YOUR INSTRUCTIONS
Gather every line in the records below that contains the word "player", and copy each such line in full.

— start MATERIAL PROVIDED —

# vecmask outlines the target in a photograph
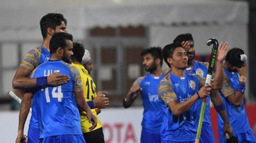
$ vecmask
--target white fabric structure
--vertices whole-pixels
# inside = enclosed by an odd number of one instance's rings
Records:
[[[210,53],[210,47],[206,47],[205,43],[213,37],[227,41],[231,46],[241,47],[248,53],[246,2],[198,0],[157,3],[144,0],[104,5],[103,1],[93,6],[86,4],[69,6],[66,2],[62,3],[65,6],[38,4],[26,8],[1,6],[0,42],[40,41],[40,19],[47,13],[58,12],[67,19],[68,32],[75,39],[86,39],[86,30],[95,26],[143,25],[148,28],[150,46],[163,47],[172,42],[178,35],[191,33],[197,54]],[[44,2],[37,1],[39,2]]]
[[[129,25],[227,24],[246,25],[248,8],[245,2],[171,2],[79,7],[1,8],[0,39],[41,39],[39,21],[47,13],[59,12],[68,20],[68,29],[79,38],[83,29]]]

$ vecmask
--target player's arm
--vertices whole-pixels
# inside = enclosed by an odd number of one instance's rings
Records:
[[[123,106],[125,108],[129,107],[138,97],[139,93],[141,88],[138,84],[134,84],[130,89],[126,97],[123,101]]]
[[[85,111],[86,112],[86,116],[88,119],[89,122],[92,124],[92,126],[89,128],[90,130],[91,130],[97,126],[97,118],[91,112],[91,108],[85,101],[83,90],[75,90],[74,93],[79,110],[80,111]]]
[[[223,86],[223,61],[225,59],[228,49],[228,44],[227,42],[224,44],[221,42],[219,46],[215,64],[216,75],[213,78],[213,81],[211,82],[213,89],[221,89]]]
[[[225,106],[223,104],[222,99],[218,93],[217,90],[213,90],[211,91],[210,97],[215,110],[224,121],[224,126],[223,126],[223,135],[226,135],[226,133],[227,133],[230,137],[232,137],[233,129],[229,123],[228,118],[227,115]]]
[[[96,114],[97,114],[97,115],[98,115],[101,112],[101,109],[100,109],[96,108],[95,110],[96,111]]]
[[[140,94],[140,91],[142,90],[140,84],[141,82],[142,78],[138,78],[135,80],[132,87],[131,87],[126,97],[123,101],[123,106],[125,108],[129,107],[136,99],[138,95]]]
[[[24,138],[24,126],[29,112],[33,96],[33,93],[26,93],[24,95],[24,97],[22,101],[19,115],[18,135],[16,138],[16,143],[20,143],[26,139],[26,137]]]
[[[78,69],[75,66],[72,66],[70,67],[70,69],[74,78],[73,90],[76,95],[78,109],[80,111],[85,111],[86,112],[86,116],[89,122],[92,124],[92,126],[89,128],[90,130],[91,130],[97,126],[97,118],[91,112],[91,108],[87,104],[84,97],[81,76]]]
[[[66,83],[69,80],[69,77],[57,73],[52,74],[48,77],[30,78],[28,76],[38,65],[40,52],[35,49],[29,51],[24,56],[13,79],[13,87],[27,88],[38,85],[49,85],[56,86]]]
[[[172,85],[167,80],[160,82],[158,88],[158,96],[164,101],[175,116],[179,116],[187,111],[199,99],[209,95],[211,85],[206,85],[190,98],[182,103],[178,103]]]
[[[221,92],[233,105],[240,106],[243,97],[245,90],[245,81],[246,79],[246,64],[240,69],[237,69],[240,75],[239,83],[236,89],[234,89],[231,84],[230,80],[227,77],[225,77],[224,86]]]
[[[95,98],[91,102],[93,103],[93,107],[89,105],[91,109],[98,108],[102,109],[106,108],[109,105],[109,101],[108,98],[106,97],[108,95],[108,92],[106,91],[99,91],[96,94]],[[87,101],[87,104],[89,105],[91,103],[89,103]]]

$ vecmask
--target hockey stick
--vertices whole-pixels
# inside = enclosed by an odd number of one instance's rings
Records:
[[[9,95],[11,96],[13,99],[15,99],[16,101],[18,101],[20,104],[21,104],[22,100],[19,97],[16,95],[14,93],[12,90],[10,90],[8,93]],[[30,107],[29,109],[29,112],[31,112],[32,111],[32,109]]]
[[[218,50],[218,47],[219,46],[219,43],[218,41],[215,38],[210,38],[207,40],[206,45],[210,46],[213,45],[213,48],[212,49],[212,53],[210,55],[210,62],[208,66],[208,71],[207,71],[207,75],[206,76],[205,84],[208,84],[210,83],[212,79],[212,76],[213,72],[213,67],[215,64],[215,61],[217,56],[217,51]],[[196,137],[195,138],[195,143],[199,143],[200,139],[200,135],[201,135],[201,131],[202,128],[202,125],[203,124],[203,119],[204,115],[204,111],[205,111],[205,107],[206,105],[206,101],[207,98],[205,98],[203,100],[203,103],[201,108],[201,112],[200,113],[200,117],[199,118],[199,122],[198,122],[198,126],[197,127],[197,130],[196,134]]]

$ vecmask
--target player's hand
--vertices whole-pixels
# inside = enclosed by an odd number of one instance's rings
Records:
[[[240,76],[246,77],[246,67],[247,67],[247,64],[245,63],[243,64],[243,66],[241,68],[236,68]]]
[[[108,98],[106,97],[107,94],[108,93],[106,91],[99,91],[96,93],[97,96],[93,100],[96,108],[106,108],[108,106]]]
[[[92,130],[93,128],[95,128],[97,126],[97,118],[93,114],[91,110],[86,112],[86,116],[88,119],[89,122],[92,124],[91,126],[89,128],[89,130]]]
[[[16,143],[26,143],[27,138],[23,133],[18,133],[18,135],[15,141]]]
[[[209,96],[212,88],[213,86],[210,84],[206,84],[202,87],[198,91],[198,95],[200,98],[204,98]]]
[[[217,52],[217,61],[222,62],[225,59],[228,51],[230,49],[230,47],[228,45],[228,42],[226,42],[223,43],[221,42],[219,47],[218,47],[218,51]]]
[[[182,41],[182,42],[181,42],[181,46],[182,47],[184,48],[185,51],[187,52],[190,48],[190,44],[189,41]]]
[[[226,133],[228,133],[230,137],[233,136],[233,129],[229,123],[224,124],[224,126],[223,126],[223,135],[224,137]]]
[[[70,78],[69,76],[54,72],[47,77],[47,84],[56,87],[67,83],[69,80]]]
[[[135,94],[142,90],[142,89],[138,84],[133,85],[130,89],[130,92],[132,94]]]

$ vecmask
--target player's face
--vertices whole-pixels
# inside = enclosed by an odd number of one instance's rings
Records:
[[[70,40],[66,40],[66,42],[67,46],[64,49],[62,60],[67,63],[69,63],[71,61],[71,55],[73,55],[73,42]]]
[[[67,30],[66,25],[65,24],[65,23],[63,21],[61,21],[61,25],[56,26],[54,32],[54,34],[59,32],[64,32],[67,33]]]
[[[146,71],[151,72],[156,70],[156,65],[153,56],[150,53],[143,56],[142,65]]]
[[[194,47],[194,42],[192,40],[187,41],[189,42],[188,48],[185,50],[189,61],[192,60],[195,57],[195,50]],[[187,42],[187,41],[186,41]]]
[[[84,65],[84,66],[85,69],[88,71],[89,73],[90,73],[92,69],[93,68],[93,65],[91,60],[89,60],[89,61],[87,61],[87,63]]]
[[[174,49],[171,61],[171,66],[179,69],[184,69],[188,66],[188,56],[182,47]]]

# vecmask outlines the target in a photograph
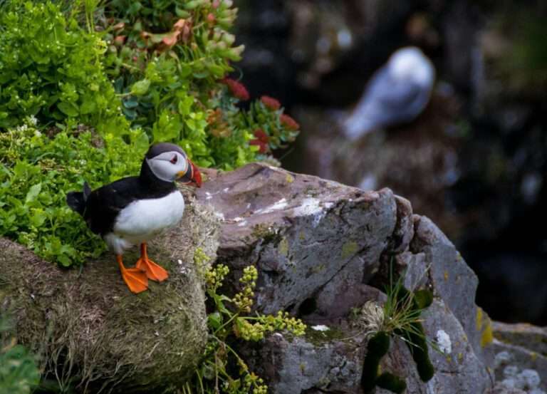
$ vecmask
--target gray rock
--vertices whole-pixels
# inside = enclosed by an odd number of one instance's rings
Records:
[[[494,339],[486,350],[495,360],[496,380],[512,378],[520,388],[547,390],[546,328],[526,323],[494,322],[492,331]]]
[[[392,239],[390,190],[363,192],[260,164],[210,176],[197,198],[224,219],[217,261],[236,272],[256,264],[259,311],[298,311],[306,301],[325,316],[348,311],[333,308],[334,299],[373,276]]]
[[[452,243],[425,217],[415,217],[413,253],[424,253],[434,294],[450,309],[477,355],[481,353],[474,295],[478,280]]]
[[[496,383],[494,388],[487,390],[484,394],[526,394],[526,392],[520,388],[509,388],[501,383]]]
[[[244,349],[272,393],[362,393],[367,341],[355,311],[386,299],[381,278],[390,261],[406,269],[407,286],[433,291],[424,330],[432,341],[444,331],[451,353],[429,349],[437,373],[424,383],[408,347],[395,338],[382,370],[404,378],[413,394],[491,388],[476,324],[476,278],[429,219],[412,214],[408,201],[387,189],[363,192],[264,165],[209,176],[214,182],[198,198],[223,218],[217,262],[236,271],[258,267],[259,311],[289,310],[311,326],[330,328],[308,328],[302,338],[274,334]]]

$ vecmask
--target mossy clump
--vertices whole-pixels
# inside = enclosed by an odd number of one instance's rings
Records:
[[[376,385],[396,394],[402,394],[407,388],[407,383],[404,380],[389,372],[385,372],[378,376]]]
[[[149,247],[170,278],[151,282],[137,296],[127,290],[110,253],[79,273],[0,239],[1,313],[13,311],[18,340],[41,353],[46,378],[92,393],[159,393],[192,375],[207,339],[194,251],[199,246],[214,256],[217,239],[209,217],[187,213],[179,227]],[[135,252],[124,255],[127,266],[137,258]]]
[[[390,335],[385,331],[376,333],[369,340],[361,376],[361,386],[365,393],[370,391],[376,386],[380,362],[389,348]]]
[[[427,289],[414,291],[414,299],[420,309],[428,308],[433,302],[433,293]]]

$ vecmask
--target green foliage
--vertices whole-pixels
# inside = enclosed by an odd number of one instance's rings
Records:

— end MATERIAL PROVIDED —

THE RESPONSE
--target player's arm
--target player's hand
--target player's face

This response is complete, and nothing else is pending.